### Brief:
Shown below is a listing with pictures; reproduce exactly, and only, the lines between the ones containing "x=101, y=175" and "x=442, y=375", inclusive, leaving the pictures out.
*** Opening Input data ***
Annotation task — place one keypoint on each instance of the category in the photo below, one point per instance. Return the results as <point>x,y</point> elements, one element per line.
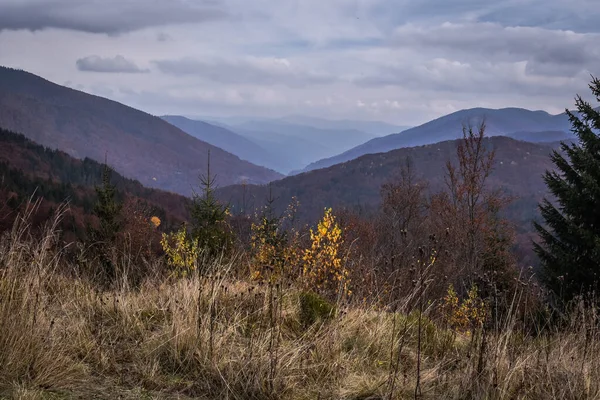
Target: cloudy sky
<point>401,61</point>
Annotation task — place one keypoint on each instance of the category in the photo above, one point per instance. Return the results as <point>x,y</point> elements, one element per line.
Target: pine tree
<point>570,239</point>
<point>209,218</point>
<point>108,211</point>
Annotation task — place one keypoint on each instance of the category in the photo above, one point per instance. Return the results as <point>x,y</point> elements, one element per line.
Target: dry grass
<point>220,338</point>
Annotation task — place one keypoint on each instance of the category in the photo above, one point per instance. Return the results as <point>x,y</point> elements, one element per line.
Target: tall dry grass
<point>216,337</point>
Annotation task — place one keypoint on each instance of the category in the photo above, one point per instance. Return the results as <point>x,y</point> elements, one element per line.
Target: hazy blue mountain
<point>375,128</point>
<point>137,144</point>
<point>292,152</point>
<point>503,122</point>
<point>232,142</point>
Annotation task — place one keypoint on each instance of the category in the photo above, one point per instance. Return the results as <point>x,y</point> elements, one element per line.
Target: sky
<point>398,61</point>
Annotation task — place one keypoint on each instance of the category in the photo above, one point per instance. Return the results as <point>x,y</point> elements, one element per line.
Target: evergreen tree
<point>570,239</point>
<point>108,211</point>
<point>209,218</point>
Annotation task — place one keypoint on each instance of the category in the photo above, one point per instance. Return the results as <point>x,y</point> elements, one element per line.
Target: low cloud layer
<point>104,16</point>
<point>401,61</point>
<point>256,71</point>
<point>117,64</point>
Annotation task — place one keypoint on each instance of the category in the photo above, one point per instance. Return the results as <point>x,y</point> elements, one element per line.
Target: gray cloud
<point>403,61</point>
<point>117,64</point>
<point>104,16</point>
<point>250,70</point>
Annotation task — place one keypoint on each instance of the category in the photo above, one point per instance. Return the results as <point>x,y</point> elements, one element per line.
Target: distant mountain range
<point>536,126</point>
<point>518,170</point>
<point>137,144</point>
<point>284,144</point>
<point>373,128</point>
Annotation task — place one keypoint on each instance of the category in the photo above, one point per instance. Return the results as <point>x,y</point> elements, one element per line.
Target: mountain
<point>229,141</point>
<point>503,122</point>
<point>299,145</point>
<point>28,169</point>
<point>137,144</point>
<point>518,171</point>
<point>375,128</point>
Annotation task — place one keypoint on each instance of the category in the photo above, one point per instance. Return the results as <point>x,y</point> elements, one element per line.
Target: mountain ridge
<point>139,145</point>
<point>499,122</point>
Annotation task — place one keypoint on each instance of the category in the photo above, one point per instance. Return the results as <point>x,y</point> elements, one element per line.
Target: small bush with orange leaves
<point>181,251</point>
<point>467,315</point>
<point>275,251</point>
<point>324,270</point>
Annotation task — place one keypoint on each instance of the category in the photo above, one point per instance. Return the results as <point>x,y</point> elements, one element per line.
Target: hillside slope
<point>503,122</point>
<point>229,141</point>
<point>137,144</point>
<point>298,144</point>
<point>29,169</point>
<point>518,171</point>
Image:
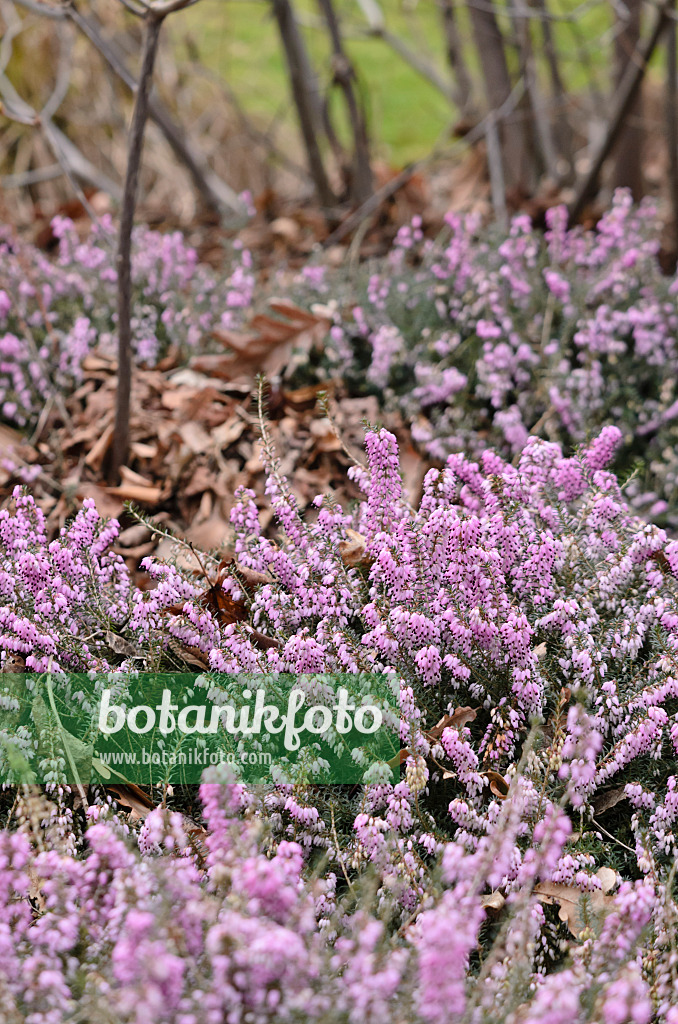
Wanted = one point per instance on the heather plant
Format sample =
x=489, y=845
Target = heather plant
x=54, y=312
x=521, y=869
x=157, y=927
x=480, y=339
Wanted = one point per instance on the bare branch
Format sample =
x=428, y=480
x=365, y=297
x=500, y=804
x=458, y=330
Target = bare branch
x=44, y=9
x=622, y=103
x=215, y=193
x=124, y=260
x=344, y=76
x=305, y=96
x=169, y=6
x=497, y=182
x=672, y=125
x=139, y=11
x=65, y=67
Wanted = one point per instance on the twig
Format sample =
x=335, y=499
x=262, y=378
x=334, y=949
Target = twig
x=215, y=193
x=622, y=103
x=401, y=179
x=672, y=124
x=497, y=182
x=120, y=444
x=344, y=77
x=305, y=96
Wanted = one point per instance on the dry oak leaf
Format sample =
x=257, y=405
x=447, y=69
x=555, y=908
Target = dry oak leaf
x=459, y=718
x=498, y=784
x=568, y=899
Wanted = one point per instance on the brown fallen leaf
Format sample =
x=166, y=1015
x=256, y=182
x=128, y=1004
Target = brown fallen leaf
x=352, y=550
x=132, y=797
x=498, y=784
x=459, y=718
x=94, y=457
x=568, y=899
x=607, y=799
x=493, y=902
x=136, y=493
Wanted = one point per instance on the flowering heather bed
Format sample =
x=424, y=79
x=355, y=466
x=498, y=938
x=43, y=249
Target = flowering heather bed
x=476, y=338
x=480, y=339
x=60, y=309
x=522, y=869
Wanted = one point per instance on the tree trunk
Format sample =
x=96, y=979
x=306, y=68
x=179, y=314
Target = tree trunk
x=456, y=58
x=306, y=99
x=629, y=148
x=344, y=77
x=516, y=152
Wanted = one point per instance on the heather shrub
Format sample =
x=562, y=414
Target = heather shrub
x=480, y=339
x=54, y=312
x=530, y=619
x=155, y=927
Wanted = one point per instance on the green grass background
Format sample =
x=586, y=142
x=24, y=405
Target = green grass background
x=408, y=116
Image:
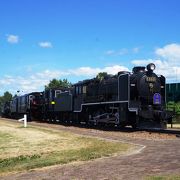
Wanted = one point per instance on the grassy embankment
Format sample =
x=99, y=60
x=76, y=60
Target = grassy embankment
x=33, y=147
x=170, y=177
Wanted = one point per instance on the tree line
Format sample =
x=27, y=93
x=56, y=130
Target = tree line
x=54, y=83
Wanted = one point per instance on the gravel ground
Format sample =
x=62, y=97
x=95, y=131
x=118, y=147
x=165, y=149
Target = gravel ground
x=159, y=155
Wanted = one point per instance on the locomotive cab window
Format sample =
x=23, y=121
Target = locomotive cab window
x=57, y=93
x=84, y=89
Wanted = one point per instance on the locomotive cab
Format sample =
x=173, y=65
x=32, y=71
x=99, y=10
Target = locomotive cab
x=148, y=89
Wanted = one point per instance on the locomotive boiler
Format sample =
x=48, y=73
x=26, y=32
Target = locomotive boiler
x=134, y=98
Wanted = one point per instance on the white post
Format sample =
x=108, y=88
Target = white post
x=24, y=119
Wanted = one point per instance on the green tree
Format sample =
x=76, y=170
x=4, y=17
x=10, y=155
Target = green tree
x=6, y=97
x=101, y=75
x=55, y=83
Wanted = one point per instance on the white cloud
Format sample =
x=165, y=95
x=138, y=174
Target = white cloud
x=167, y=62
x=120, y=52
x=13, y=39
x=135, y=50
x=170, y=53
x=45, y=44
x=37, y=81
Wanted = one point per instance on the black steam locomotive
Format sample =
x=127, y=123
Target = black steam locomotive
x=136, y=99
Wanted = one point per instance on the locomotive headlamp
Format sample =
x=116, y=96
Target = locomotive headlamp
x=151, y=67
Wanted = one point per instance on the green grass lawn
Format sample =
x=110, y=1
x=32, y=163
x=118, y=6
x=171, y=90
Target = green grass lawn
x=170, y=177
x=28, y=148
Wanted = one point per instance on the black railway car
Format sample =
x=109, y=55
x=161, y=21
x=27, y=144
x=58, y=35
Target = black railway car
x=30, y=104
x=136, y=99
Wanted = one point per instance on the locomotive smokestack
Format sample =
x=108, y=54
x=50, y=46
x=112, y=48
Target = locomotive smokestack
x=138, y=69
x=151, y=67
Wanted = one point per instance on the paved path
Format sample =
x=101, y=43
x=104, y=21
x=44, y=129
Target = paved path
x=159, y=157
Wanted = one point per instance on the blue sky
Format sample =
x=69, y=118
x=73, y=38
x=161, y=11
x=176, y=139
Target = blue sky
x=76, y=39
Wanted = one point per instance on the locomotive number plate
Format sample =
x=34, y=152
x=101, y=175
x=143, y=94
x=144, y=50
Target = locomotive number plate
x=150, y=79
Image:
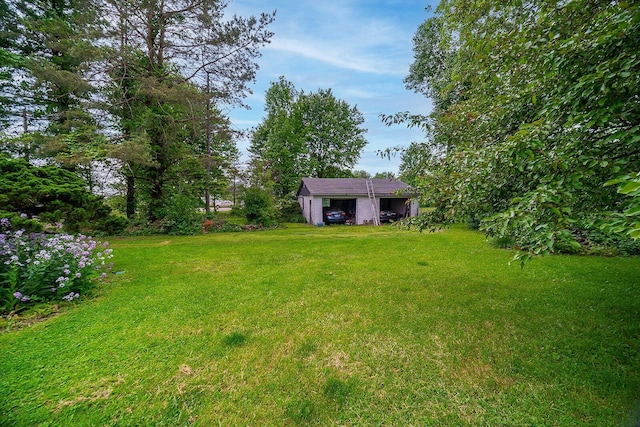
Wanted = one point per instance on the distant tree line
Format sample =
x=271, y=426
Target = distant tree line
x=137, y=86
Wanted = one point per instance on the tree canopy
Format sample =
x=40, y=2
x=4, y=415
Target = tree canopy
x=138, y=85
x=305, y=135
x=535, y=109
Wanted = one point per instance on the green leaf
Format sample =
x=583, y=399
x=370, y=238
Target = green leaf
x=629, y=187
x=633, y=211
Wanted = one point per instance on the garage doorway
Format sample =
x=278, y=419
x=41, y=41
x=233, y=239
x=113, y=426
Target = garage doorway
x=347, y=205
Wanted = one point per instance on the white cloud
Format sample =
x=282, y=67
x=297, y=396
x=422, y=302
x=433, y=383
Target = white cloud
x=361, y=49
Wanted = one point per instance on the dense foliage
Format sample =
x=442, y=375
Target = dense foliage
x=131, y=90
x=536, y=107
x=304, y=135
x=38, y=268
x=32, y=196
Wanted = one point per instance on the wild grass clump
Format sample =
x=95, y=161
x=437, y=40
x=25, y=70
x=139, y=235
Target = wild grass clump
x=36, y=267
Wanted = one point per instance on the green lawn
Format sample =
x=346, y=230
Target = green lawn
x=334, y=326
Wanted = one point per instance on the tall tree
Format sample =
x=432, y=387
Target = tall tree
x=50, y=50
x=165, y=48
x=535, y=109
x=314, y=135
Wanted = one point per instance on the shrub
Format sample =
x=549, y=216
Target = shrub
x=258, y=207
x=113, y=225
x=36, y=267
x=180, y=215
x=289, y=210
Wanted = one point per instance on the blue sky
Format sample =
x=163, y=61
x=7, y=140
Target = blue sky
x=360, y=49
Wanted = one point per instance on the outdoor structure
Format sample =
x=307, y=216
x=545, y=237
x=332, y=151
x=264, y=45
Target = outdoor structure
x=361, y=199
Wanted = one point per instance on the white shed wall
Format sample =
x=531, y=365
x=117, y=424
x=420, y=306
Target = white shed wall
x=363, y=210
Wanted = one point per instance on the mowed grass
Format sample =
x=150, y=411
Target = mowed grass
x=334, y=326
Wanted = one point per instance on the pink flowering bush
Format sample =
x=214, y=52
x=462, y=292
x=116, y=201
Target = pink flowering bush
x=36, y=267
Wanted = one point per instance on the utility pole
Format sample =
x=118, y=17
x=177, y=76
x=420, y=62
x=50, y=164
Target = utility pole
x=207, y=195
x=25, y=130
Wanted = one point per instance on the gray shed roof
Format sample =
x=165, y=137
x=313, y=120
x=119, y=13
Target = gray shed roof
x=350, y=187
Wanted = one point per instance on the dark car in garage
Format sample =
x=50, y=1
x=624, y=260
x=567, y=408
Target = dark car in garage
x=335, y=216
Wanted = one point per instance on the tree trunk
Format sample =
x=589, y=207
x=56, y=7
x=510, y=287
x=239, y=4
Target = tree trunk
x=131, y=196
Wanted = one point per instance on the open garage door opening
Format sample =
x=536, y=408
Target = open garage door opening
x=348, y=206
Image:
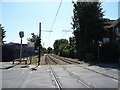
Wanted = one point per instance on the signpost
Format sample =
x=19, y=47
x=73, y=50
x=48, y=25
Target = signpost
x=21, y=34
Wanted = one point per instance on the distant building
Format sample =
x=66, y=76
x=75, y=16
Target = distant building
x=11, y=51
x=112, y=31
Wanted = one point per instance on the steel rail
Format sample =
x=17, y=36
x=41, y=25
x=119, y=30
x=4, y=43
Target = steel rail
x=66, y=60
x=78, y=78
x=93, y=70
x=56, y=80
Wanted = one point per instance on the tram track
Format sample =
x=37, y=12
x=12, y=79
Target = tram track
x=55, y=78
x=78, y=78
x=61, y=58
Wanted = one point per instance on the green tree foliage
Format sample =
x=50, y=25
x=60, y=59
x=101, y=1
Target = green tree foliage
x=65, y=48
x=49, y=50
x=59, y=46
x=2, y=32
x=33, y=38
x=88, y=25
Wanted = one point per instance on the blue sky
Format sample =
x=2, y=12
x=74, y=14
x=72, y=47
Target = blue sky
x=25, y=16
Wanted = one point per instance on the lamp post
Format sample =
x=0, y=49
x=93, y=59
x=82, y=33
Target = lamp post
x=21, y=34
x=99, y=45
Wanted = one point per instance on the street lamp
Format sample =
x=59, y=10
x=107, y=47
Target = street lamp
x=21, y=34
x=99, y=45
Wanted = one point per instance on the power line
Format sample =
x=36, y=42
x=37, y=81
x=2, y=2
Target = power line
x=66, y=31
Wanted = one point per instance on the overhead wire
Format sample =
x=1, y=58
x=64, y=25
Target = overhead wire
x=54, y=20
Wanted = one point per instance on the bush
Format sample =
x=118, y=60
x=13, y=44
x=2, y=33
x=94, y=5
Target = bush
x=109, y=52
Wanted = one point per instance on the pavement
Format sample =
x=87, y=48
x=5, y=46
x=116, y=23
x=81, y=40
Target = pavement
x=31, y=76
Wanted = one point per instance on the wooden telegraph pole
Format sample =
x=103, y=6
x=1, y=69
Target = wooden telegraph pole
x=39, y=43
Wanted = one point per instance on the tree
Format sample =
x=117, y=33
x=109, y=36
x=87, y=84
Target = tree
x=2, y=32
x=33, y=38
x=49, y=50
x=59, y=46
x=72, y=47
x=88, y=25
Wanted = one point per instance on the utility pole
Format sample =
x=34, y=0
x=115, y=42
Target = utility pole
x=39, y=44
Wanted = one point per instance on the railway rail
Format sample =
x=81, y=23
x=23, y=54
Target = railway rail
x=75, y=76
x=55, y=78
x=71, y=62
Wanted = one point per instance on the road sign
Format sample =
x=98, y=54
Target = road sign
x=21, y=34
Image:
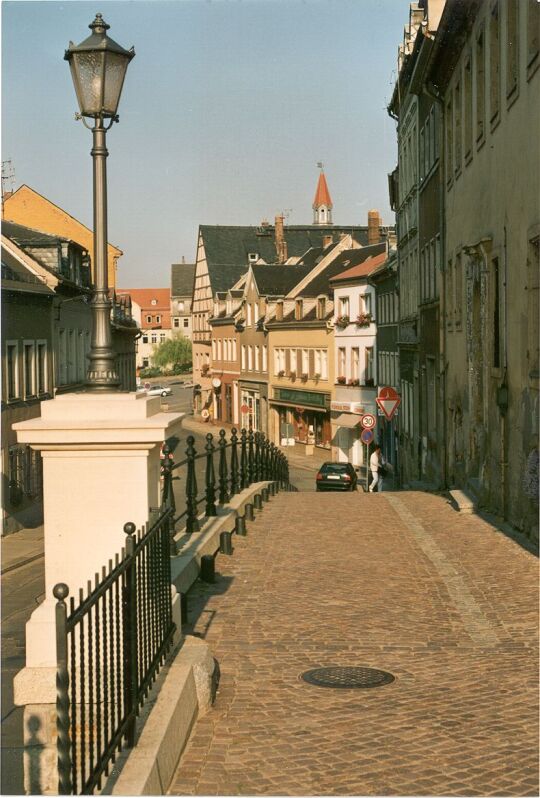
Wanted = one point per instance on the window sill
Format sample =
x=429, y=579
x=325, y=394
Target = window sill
x=512, y=96
x=533, y=65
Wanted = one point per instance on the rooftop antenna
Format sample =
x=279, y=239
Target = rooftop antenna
x=8, y=180
x=8, y=177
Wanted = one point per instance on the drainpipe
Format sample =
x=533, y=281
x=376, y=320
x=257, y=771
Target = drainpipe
x=502, y=393
x=434, y=95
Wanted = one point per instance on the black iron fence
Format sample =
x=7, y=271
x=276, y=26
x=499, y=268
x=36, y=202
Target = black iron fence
x=109, y=650
x=111, y=644
x=231, y=466
x=25, y=474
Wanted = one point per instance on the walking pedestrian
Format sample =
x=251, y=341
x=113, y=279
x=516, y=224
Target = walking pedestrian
x=377, y=467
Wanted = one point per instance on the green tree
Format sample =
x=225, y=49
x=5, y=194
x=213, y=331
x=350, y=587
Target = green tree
x=173, y=353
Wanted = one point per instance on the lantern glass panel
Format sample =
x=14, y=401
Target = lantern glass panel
x=87, y=70
x=115, y=72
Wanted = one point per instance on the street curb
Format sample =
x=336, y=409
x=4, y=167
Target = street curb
x=185, y=566
x=151, y=764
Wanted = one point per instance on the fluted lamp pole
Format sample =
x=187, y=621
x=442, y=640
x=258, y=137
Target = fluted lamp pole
x=98, y=68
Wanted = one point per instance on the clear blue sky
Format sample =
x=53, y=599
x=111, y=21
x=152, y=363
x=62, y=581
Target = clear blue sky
x=226, y=109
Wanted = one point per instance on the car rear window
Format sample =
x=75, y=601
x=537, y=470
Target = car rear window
x=334, y=468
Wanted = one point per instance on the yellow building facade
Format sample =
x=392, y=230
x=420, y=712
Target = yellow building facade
x=301, y=382
x=25, y=206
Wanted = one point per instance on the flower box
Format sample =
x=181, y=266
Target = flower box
x=364, y=320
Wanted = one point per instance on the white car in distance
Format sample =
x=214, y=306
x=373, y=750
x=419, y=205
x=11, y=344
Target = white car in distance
x=158, y=390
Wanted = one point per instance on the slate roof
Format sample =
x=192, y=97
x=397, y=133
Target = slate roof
x=182, y=277
x=278, y=279
x=28, y=236
x=363, y=269
x=227, y=247
x=345, y=260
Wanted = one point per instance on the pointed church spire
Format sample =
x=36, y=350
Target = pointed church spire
x=322, y=204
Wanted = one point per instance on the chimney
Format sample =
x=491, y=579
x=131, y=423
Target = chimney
x=281, y=244
x=374, y=224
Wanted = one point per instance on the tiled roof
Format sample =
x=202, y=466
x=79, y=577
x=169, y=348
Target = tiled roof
x=345, y=260
x=144, y=296
x=27, y=235
x=322, y=195
x=182, y=277
x=363, y=269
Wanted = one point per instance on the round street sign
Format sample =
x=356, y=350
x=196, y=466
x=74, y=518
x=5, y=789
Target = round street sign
x=366, y=435
x=368, y=421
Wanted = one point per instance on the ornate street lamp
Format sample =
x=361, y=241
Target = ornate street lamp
x=98, y=68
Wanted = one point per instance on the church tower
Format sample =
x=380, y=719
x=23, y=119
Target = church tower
x=322, y=204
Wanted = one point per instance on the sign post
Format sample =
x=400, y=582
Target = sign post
x=366, y=436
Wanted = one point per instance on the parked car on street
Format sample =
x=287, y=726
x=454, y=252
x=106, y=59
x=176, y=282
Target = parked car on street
x=336, y=476
x=159, y=390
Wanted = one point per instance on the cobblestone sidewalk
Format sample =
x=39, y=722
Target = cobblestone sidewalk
x=395, y=581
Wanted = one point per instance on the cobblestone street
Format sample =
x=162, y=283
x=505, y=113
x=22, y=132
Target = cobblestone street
x=396, y=581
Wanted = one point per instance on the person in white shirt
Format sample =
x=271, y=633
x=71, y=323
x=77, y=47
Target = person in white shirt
x=376, y=461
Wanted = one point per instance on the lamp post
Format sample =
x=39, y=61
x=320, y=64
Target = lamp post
x=98, y=68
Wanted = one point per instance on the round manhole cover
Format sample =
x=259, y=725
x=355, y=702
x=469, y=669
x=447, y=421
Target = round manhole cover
x=347, y=677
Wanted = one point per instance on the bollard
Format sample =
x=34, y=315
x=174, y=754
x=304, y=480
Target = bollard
x=208, y=571
x=225, y=543
x=183, y=608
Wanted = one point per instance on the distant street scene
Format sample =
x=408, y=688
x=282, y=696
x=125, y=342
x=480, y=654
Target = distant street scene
x=270, y=349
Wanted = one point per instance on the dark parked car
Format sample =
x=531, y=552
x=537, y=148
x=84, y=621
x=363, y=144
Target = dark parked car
x=336, y=476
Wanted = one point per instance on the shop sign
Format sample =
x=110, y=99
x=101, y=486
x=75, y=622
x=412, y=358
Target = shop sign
x=301, y=397
x=347, y=407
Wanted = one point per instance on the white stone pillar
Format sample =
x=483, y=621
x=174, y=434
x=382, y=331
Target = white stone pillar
x=101, y=468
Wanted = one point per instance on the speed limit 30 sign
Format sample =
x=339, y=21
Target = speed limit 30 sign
x=368, y=421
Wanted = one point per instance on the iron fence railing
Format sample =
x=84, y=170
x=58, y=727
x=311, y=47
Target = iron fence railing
x=241, y=461
x=109, y=650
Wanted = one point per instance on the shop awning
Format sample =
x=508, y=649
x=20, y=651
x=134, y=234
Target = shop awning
x=347, y=420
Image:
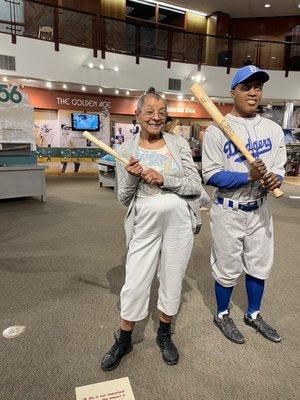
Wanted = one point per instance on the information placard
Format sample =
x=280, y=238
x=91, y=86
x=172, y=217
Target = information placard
x=117, y=389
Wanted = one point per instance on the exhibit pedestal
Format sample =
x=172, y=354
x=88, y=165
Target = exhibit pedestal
x=22, y=181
*** Closing Input data ***
### Solution to this exercise:
x=101, y=175
x=143, y=94
x=144, y=50
Target = locomotive number plate
x=150, y=79
Image:
Wanted = one point per instance on the distant tree line
Format sample =
x=271, y=426
Target = distant tree line
x=137, y=86
Wanted = one point per instance on the tree canopy
Format sample =
x=40, y=2
x=4, y=415
Target = tree canopy
x=138, y=85
x=305, y=135
x=535, y=109
Wanted = one point per instance on the green leaf
Format sample =
x=583, y=399
x=370, y=238
Target = green leaf
x=629, y=187
x=633, y=211
Wanted = one point per instance on the garage doorway
Format sample =
x=278, y=419
x=41, y=41
x=233, y=239
x=113, y=426
Target = garage doorway
x=347, y=205
Wanted = one point per instance on the white cloud
Format sample =
x=282, y=67
x=297, y=396
x=422, y=302
x=433, y=383
Target = white cloud
x=361, y=49
Wanted = one point per instance on the dense foliage
Format sample =
x=442, y=375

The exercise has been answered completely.